Pagina:
━━━━━━━━━━

MO348,5 [30-04-1971]

5 E allora ecco qui, facciamo un passo avanti.
"Se credo che il fine è l'eternità, devo vivere per lo spirito, posporre la carne per dare tutte le mie cure allo spirito". Allora, se io credo che io vivo per l'eternità, e devo vivere per l’eternità, allora io devo avere un fine solo, l'eternità; e devo mettere, e qui ho sottolineato la parola "cure" e "tutte", soprattutto la parola "tutte", devo mettere tutte le mie cure per lo spirito, per l'eternità. Il mettere tutte le mie cure per l'eternità non è esclusivo che io non deva curarmi del corpo, della vita presente. Perché, a un dato momento, sembrerebbe: "Beh, metto tutte le mie cure per l'eternità, e allora la vita presente...". No, perché mettere tutte le mie cure per fare che il libro venga fuori bene, include già che io devo mettere le mie cure perché le macchine vadano bene, che siano curate, che siano trattate bene, no, Vinicio, la cucitrice trattata bene, perché se io non tratto bene la cucitrice io fermo tutto il lavoro. Perciò quando io dico: "Devo mettere tutte le mie cure perché i libri vengano fuori bene e tanti", include già che devo perdere un po' di tempo, che non è perso, per darci olio, per pulire la macchina, che devo... Questo... Avete capito? Cioè, io devo... Quando io dico: "Devo mettere tutte le mie cure per l'eternità", e allora... Sì, allora fai ricreazione, perché quello è tempo per darghe olio alla macchina, no? E allora... E allora cercherete di cantare, starete allegri perché anche quello fa parte di darghe olio alla macchina... Ma è diverso perdere un quarto d'ora per darci olio alla macchina, o perdere dieci ore per darghe olio alla macchina e dieci minuti per lavorare. Non so se ho reso il pensiero? Cioè io devo, ripeto le parole: le ho pesate e ripesate qui in chiesa giorni fa: "Se credo che il fine è l'eternità, devo vivere per lo spirito". Io devo vivere per lo spirito; quasi io devo col mio sguardo passar sopra a tutte le macchine - tengo ancora il paragone della legatoria - e devo vedere i libri finiti. Avete capito? Devo, no supporre... D'accordo, che la legatoria deve andar bene tutto, no, deve andar bene tutto; siamo d'accordo, però io devo avere lo sguardo là: i libri finiti. E perciò, tutte le cose della carne, sottolineo di nuovo la parola "tutte", devono essere subordinate al punto dove io devo arrivare. "Alla vita", alla mia vita, che vuol dire tutto il complesso, vero, di cui io ho bisogno, anche per la mia ricreazione, "devo dare quel tanto che le serve per durare e servire lo spirito nella sua conquista".

━━━━━━━━━━

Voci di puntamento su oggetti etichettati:
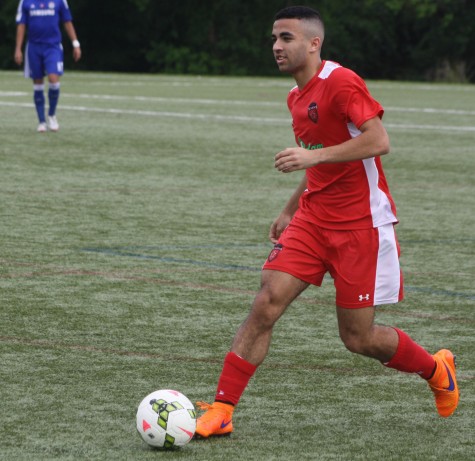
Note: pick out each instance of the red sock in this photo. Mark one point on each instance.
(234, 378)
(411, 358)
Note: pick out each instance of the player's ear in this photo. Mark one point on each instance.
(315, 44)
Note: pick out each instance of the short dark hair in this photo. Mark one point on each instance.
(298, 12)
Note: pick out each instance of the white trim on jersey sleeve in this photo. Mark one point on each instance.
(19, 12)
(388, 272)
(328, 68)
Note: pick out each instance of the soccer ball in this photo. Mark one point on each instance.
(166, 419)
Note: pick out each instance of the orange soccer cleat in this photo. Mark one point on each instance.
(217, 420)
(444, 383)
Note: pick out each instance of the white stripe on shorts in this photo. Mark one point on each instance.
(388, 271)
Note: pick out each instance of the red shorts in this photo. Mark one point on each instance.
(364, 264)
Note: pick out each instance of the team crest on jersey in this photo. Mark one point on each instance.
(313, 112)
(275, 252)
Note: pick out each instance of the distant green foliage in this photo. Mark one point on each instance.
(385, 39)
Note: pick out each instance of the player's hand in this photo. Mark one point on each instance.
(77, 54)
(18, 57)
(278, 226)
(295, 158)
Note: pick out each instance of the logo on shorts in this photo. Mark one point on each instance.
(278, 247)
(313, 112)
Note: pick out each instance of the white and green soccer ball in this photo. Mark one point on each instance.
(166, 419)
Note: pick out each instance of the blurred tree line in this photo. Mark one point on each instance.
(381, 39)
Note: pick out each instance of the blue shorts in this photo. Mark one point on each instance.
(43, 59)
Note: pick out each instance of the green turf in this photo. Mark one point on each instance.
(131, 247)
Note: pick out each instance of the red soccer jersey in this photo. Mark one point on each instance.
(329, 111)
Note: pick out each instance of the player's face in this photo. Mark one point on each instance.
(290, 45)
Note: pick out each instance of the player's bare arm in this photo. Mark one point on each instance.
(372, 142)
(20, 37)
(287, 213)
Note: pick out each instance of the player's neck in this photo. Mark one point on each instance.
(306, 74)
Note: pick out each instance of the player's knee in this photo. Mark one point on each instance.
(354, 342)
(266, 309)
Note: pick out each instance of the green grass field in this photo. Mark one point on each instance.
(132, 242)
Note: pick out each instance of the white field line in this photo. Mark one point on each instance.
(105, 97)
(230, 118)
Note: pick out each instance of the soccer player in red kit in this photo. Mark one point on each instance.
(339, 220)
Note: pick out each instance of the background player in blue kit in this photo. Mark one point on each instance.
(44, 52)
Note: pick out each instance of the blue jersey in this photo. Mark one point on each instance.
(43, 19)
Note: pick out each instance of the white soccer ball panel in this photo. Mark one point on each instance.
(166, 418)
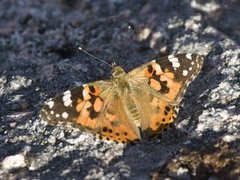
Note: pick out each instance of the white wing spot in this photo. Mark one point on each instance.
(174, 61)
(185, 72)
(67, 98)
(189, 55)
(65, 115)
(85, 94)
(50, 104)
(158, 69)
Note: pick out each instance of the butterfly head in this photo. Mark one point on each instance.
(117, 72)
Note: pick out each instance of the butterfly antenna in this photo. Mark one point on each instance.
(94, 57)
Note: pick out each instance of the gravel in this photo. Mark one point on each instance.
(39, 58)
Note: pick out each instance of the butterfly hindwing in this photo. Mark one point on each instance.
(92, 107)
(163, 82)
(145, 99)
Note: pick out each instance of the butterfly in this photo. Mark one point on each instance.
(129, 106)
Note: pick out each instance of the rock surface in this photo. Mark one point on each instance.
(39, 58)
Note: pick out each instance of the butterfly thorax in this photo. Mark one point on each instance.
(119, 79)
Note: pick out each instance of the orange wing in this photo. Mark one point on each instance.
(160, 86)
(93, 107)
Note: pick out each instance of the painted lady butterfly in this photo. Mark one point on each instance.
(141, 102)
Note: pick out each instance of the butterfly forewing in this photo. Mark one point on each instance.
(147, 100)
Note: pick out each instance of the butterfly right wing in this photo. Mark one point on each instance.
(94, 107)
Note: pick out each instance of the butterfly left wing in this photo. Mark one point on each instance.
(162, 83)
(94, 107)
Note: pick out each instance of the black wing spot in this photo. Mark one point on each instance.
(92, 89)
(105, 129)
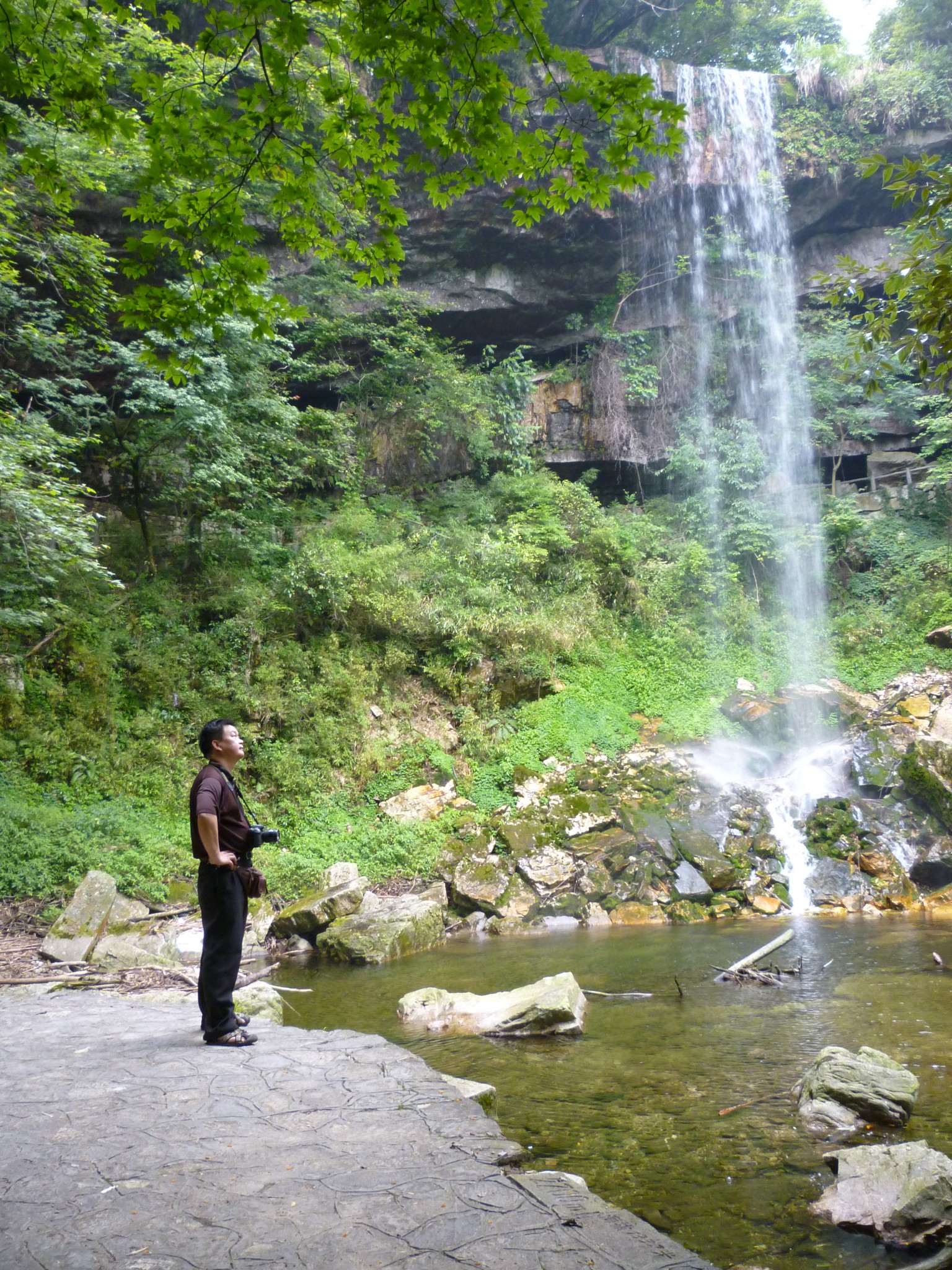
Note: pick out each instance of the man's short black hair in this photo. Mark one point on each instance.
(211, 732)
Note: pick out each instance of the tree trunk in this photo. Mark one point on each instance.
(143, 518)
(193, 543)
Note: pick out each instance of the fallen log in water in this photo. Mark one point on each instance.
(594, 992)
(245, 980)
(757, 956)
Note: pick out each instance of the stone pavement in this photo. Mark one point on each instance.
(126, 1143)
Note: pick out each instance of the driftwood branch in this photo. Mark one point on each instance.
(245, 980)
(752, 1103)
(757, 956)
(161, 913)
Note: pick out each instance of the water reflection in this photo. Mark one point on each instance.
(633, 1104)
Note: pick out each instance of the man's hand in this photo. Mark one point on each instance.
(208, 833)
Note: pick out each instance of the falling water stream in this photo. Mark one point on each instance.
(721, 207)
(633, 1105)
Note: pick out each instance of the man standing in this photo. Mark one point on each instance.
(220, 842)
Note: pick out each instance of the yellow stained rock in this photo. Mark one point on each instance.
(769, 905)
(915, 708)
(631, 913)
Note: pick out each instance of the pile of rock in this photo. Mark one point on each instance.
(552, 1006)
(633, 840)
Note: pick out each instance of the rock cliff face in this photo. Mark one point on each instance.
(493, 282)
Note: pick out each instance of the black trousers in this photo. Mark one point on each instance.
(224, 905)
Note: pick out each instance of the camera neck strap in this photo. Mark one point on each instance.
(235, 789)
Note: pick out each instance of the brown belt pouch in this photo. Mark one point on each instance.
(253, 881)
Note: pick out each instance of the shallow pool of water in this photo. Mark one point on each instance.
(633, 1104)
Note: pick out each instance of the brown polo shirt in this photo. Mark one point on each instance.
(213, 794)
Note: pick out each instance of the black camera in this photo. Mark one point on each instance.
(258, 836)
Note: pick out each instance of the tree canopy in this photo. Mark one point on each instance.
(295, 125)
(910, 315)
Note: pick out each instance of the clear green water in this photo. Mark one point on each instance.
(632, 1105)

━━━━━━━━━━

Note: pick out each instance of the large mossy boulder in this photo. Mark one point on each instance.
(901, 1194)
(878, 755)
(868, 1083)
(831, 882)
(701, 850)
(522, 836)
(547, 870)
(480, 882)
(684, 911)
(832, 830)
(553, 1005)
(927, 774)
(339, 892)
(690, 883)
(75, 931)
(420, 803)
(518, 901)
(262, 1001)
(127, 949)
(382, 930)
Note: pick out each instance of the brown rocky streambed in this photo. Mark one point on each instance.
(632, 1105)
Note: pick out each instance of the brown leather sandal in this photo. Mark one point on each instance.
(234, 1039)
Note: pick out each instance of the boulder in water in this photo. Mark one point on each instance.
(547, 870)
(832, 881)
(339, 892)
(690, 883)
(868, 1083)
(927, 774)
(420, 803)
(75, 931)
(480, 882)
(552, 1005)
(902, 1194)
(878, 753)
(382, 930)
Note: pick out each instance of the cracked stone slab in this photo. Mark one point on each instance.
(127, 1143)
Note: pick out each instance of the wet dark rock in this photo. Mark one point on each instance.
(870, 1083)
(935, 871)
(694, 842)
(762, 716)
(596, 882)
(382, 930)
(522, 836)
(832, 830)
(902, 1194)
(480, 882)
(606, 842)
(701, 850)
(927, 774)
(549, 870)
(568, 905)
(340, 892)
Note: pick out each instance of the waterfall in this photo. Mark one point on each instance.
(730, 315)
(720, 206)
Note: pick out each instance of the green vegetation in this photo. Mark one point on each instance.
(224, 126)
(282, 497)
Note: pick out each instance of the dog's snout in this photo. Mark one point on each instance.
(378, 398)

━━━━━━━━━━

Da fare:
Per ciascuna affermazione indica se concorda con il testo sull'eternità, rispondendo sì o no e citando alla lettera le parole del testo che lo decidono.
1. Mettere tutte le proprie cure per l'eternità esclude che ci si curi del corpo.
2. La ricreazione viene paragonata al dare olio alla macchina.
3. Chi parla dice di aver pesato le parole in chiesa alcuni giorni prima.

Risposta scritta:
1. No: «Il mettere tutte le mie cure per l'eternità non è esclusivo che io non deva curarmi del corpo, della vita presente.»
2. Sì: «Sì, allora fai ricreazione, perché quello è tempo per darghe olio alla macchina, no?»
3. Sì: «le ho pesate e ripesate qui in chiesa giorni fa»